= Beginning of Section =
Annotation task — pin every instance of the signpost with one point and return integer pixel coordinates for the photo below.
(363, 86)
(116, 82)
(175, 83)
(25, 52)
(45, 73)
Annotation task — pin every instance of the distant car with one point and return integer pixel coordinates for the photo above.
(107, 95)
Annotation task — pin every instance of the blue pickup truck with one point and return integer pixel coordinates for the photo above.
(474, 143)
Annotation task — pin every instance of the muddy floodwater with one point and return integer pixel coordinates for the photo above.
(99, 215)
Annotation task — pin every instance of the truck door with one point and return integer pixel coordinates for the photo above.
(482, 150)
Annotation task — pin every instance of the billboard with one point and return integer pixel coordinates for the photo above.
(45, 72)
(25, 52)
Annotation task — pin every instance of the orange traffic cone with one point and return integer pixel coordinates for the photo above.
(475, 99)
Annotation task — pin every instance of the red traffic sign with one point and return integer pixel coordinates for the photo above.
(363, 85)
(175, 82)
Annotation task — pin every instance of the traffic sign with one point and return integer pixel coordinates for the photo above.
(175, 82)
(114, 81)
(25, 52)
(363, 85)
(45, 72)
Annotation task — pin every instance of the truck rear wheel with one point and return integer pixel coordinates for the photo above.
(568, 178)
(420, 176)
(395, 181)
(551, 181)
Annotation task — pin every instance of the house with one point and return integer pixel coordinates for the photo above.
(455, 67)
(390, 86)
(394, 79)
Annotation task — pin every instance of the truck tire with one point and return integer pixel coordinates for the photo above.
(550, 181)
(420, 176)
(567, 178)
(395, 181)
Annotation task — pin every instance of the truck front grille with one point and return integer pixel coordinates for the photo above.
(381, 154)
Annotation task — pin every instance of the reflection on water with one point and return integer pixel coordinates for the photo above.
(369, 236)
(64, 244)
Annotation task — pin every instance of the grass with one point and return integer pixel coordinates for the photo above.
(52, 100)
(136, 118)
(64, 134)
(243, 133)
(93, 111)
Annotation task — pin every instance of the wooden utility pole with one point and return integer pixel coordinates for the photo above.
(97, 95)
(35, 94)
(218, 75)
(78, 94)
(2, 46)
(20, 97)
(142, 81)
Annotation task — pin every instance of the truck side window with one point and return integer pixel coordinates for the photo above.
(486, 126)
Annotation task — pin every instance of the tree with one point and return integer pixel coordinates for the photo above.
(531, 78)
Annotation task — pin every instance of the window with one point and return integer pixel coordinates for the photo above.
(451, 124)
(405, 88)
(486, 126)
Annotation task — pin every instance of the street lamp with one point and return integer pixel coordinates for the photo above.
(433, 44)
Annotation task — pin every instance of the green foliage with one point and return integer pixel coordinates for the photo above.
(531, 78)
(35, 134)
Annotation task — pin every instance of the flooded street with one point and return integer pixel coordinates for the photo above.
= End of Section =
_About this exercise_
In this exercise, reproduce each line above exactly.

_Problem solution_
Annotation task — pin every instance of the signpost with one point and return integer pixel coordinates for the photo below.
(363, 86)
(116, 82)
(175, 83)
(25, 52)
(45, 73)
Annotation task — pin every instance of the distant car with one point and return integer pixel coordinates for the photo above.
(107, 95)
Annotation task — pin every instance of the blue pickup truck with one point and return integer pixel coordinates for the photo above.
(474, 143)
Annotation task — pin every instance of the muddy floodwater with one point and return integer pixel coordinates for the photo above.
(99, 215)
Annotation task — pin every instance of the truck door with one point and return integer pixel coordinates for the photo above.
(482, 150)
Annotation task — pin every instance of the billboard with one point and return integer pixel coordinates for the photo above.
(45, 72)
(25, 52)
Annotation task — pin every instance of the orange traffic cone with one point and return integer pixel coordinates for the photo above.
(475, 99)
Annotation task — pin every instance of the red traffic sign with one point and return integer pixel coordinates for the photo above.
(363, 85)
(175, 82)
Annotation task — pin every instance of the traffic sign with one point and return integer pixel coordinates for the photo above.
(175, 82)
(114, 81)
(25, 52)
(363, 85)
(45, 72)
Annotation task — pin every instance of the truck rear wheel with one point and return integer pixel coordinates for the photo above.
(568, 178)
(420, 176)
(395, 181)
(551, 181)
Annotation task — pin every instance of the house with one point and return integer pixel coordinates for the photo above.
(455, 67)
(390, 86)
(394, 79)
Annotation task — pin every instance of the truck tire with one point and return integer pixel coordinates for the photo above.
(550, 181)
(420, 176)
(567, 178)
(395, 181)
Annotation task — pin every instance of the truck front grille with one point and return integer pixel coordinates for the photo above.
(381, 154)
Annotation task — pin every instance of the reflection on water with one point and return integer pixel coordinates for the photo above.
(369, 236)
(64, 244)
Annotation task — pin every instance of the grass with one point and return integer pixel coordinates for the photo above.
(52, 100)
(136, 118)
(64, 134)
(243, 133)
(93, 111)
Annotation task — pin every instance of the wooden utility pole with one point and return integer pixel coordinates for the photo above.
(97, 95)
(35, 94)
(218, 75)
(78, 94)
(2, 46)
(20, 97)
(142, 81)
Annotation task — pin every instance of the truck side window with one point and return integer pixel coordinates for the photo above.
(486, 126)
Annotation task — pin every instance of the tree with one point and return integer pixel coordinates for the photo above.
(531, 78)
Annotation task — pin every instance of the window with one point and return integer pixel coordinates for the photo above.
(451, 124)
(405, 88)
(486, 126)
Annotation task — pin every instance of the street lamp with one point and return integer pixel coordinates for the photo above.
(433, 44)
Annotation task — pin every instance of the green foliage with one point and return integer pixel coordinates for the photo above.
(531, 78)
(35, 134)
Annotation task — pin every instance of the flooded street with one point and return integer pixel coordinates for the photo above.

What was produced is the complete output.